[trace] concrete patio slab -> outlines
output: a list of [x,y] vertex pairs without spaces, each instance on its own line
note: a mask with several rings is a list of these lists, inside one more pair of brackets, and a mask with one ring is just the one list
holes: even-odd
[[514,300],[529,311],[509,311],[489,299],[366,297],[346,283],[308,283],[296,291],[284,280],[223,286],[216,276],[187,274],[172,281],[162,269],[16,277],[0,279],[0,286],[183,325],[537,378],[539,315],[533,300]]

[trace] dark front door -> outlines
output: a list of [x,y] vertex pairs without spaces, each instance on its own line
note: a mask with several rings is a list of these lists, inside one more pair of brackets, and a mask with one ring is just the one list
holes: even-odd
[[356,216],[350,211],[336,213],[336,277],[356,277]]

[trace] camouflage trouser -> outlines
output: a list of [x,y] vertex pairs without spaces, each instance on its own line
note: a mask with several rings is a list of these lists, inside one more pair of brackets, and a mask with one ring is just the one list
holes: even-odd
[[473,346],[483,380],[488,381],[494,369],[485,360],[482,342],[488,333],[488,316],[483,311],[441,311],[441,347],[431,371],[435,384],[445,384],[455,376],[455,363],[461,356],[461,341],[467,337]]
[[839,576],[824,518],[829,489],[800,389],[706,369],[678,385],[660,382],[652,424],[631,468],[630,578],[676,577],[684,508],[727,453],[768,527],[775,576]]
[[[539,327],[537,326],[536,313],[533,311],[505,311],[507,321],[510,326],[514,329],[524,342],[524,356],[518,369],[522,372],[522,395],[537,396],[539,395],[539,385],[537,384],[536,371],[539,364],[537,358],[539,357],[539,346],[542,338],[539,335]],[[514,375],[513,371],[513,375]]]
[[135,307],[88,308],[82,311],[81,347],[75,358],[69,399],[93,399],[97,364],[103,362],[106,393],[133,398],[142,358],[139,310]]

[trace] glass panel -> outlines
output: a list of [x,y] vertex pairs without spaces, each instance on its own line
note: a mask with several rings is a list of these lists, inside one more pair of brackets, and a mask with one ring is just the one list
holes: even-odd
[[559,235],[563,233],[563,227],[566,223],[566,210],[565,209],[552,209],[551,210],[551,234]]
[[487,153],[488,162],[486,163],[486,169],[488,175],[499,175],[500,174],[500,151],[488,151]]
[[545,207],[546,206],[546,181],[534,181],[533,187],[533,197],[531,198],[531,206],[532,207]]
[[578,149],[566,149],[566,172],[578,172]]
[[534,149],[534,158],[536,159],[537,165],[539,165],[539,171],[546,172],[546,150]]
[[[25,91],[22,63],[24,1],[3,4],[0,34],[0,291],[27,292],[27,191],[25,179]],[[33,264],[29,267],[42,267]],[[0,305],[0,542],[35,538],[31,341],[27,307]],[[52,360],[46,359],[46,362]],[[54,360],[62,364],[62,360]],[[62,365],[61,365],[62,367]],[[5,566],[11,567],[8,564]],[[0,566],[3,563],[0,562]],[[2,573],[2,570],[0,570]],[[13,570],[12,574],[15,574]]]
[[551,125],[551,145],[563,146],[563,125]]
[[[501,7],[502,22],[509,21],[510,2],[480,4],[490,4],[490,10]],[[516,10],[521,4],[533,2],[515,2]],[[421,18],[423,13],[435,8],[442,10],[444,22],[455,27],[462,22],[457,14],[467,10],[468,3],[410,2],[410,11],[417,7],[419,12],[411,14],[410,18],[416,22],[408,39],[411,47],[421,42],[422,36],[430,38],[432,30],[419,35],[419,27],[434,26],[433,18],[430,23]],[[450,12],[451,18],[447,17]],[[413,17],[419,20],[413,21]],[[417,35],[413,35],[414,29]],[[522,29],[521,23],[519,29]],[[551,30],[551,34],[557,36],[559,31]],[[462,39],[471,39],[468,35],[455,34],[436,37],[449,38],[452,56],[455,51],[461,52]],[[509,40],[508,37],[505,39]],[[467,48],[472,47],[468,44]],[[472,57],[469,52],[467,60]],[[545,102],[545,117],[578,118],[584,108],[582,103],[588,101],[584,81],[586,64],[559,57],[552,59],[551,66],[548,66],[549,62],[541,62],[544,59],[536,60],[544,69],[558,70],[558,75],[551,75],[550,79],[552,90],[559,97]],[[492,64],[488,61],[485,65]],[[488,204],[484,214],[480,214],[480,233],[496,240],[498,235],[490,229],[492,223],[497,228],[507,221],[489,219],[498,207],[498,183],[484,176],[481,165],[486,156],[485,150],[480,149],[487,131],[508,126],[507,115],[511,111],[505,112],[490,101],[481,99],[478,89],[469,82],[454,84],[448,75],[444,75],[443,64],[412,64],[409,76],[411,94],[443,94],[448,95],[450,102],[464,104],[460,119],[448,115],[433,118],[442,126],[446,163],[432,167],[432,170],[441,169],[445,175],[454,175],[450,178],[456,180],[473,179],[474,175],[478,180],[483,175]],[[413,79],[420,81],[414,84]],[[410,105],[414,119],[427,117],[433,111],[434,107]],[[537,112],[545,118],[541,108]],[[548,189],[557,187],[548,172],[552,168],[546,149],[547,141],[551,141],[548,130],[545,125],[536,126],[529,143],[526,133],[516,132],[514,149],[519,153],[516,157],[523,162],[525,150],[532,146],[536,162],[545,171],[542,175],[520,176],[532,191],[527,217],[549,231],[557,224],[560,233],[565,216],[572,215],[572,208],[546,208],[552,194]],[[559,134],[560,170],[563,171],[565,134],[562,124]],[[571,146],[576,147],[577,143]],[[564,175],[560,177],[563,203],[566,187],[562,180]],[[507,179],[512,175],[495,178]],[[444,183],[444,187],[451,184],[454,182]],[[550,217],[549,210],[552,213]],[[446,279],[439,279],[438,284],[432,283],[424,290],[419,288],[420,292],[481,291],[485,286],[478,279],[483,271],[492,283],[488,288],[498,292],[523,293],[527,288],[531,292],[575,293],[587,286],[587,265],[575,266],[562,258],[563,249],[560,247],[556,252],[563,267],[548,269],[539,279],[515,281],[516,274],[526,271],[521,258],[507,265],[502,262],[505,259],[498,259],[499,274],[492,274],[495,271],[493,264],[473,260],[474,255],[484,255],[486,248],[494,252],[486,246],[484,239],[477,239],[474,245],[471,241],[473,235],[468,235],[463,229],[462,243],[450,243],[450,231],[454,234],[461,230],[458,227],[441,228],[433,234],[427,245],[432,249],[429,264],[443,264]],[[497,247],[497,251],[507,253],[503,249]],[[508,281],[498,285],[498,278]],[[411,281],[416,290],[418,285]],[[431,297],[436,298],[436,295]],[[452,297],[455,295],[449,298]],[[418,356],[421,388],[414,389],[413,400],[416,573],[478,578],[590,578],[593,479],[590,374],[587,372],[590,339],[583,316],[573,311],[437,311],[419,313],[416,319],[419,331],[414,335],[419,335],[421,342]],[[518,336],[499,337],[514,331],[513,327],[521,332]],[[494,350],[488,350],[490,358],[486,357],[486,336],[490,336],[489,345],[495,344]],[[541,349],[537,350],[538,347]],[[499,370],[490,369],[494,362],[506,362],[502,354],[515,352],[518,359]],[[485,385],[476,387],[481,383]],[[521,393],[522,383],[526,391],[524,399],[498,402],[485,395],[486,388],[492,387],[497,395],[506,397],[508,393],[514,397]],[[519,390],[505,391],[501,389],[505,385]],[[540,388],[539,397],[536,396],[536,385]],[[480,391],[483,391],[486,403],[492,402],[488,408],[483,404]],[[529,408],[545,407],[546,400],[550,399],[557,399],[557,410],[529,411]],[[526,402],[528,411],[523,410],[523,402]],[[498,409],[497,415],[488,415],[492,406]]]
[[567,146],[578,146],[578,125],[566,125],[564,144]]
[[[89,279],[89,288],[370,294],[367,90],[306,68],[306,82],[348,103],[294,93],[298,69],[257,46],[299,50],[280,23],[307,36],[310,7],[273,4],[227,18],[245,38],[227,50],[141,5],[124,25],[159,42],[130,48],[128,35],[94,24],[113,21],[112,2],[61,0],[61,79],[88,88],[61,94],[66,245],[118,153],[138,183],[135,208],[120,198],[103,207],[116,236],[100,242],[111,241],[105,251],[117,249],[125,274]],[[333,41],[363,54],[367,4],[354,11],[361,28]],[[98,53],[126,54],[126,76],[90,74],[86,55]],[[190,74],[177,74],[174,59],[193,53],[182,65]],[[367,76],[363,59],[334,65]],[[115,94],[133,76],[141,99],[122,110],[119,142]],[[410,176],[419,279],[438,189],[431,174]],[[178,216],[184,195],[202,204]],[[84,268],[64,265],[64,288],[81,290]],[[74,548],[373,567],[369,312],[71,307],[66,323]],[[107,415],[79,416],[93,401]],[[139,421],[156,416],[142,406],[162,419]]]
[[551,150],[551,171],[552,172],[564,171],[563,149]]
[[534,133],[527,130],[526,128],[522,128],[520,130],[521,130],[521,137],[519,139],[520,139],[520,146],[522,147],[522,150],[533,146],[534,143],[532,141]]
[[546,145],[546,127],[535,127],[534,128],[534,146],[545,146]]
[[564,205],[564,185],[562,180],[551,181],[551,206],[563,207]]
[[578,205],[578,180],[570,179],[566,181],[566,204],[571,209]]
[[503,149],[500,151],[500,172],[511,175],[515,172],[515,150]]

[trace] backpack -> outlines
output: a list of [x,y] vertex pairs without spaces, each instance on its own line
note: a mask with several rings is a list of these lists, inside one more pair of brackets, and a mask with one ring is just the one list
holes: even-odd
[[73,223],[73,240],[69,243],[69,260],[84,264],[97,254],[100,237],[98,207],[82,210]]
□ □ □ □ □
» WHAT THE EXERCISE ASKS
Present the records from the line containing "[trace] backpack -> outlines" through the end of the records, both ends included, as a Markdown table with the columns Row and Line. Leave out any blank lines.

» TASK OUTPUT
| Row | Line |
|---|---|
| 1 | [trace] backpack -> outlines |
| 2 | output: a list of [x,y] vertex pairs without spaces, each instance on its own line |
| 3 | note: a mask with several rings is a list of these lists, inside one more pair of brackets, and a mask with one ring is just the one list |
| 4 | holes: even-odd |
| 5 | [[73,223],[73,240],[69,243],[69,260],[84,264],[97,254],[100,237],[98,207],[82,210]] |